DIRECTIVE: Render every line of the material below as a JSON list of strings, one string per line, omitting blank lines.

INPUT RECORDS:

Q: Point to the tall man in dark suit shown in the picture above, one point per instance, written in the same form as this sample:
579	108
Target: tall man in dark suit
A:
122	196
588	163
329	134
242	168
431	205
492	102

RESPONSE:
[
  "Q: Point to the tall man in dark suit shown in the picture above, one point per instance, written in the same form as this sample:",
  "579\t108",
  "Target: tall man in dark suit",
  "A:",
  "122\t196",
  "588\t163",
  "329\t134",
  "242\t168",
  "431\t205",
  "492\t102"
]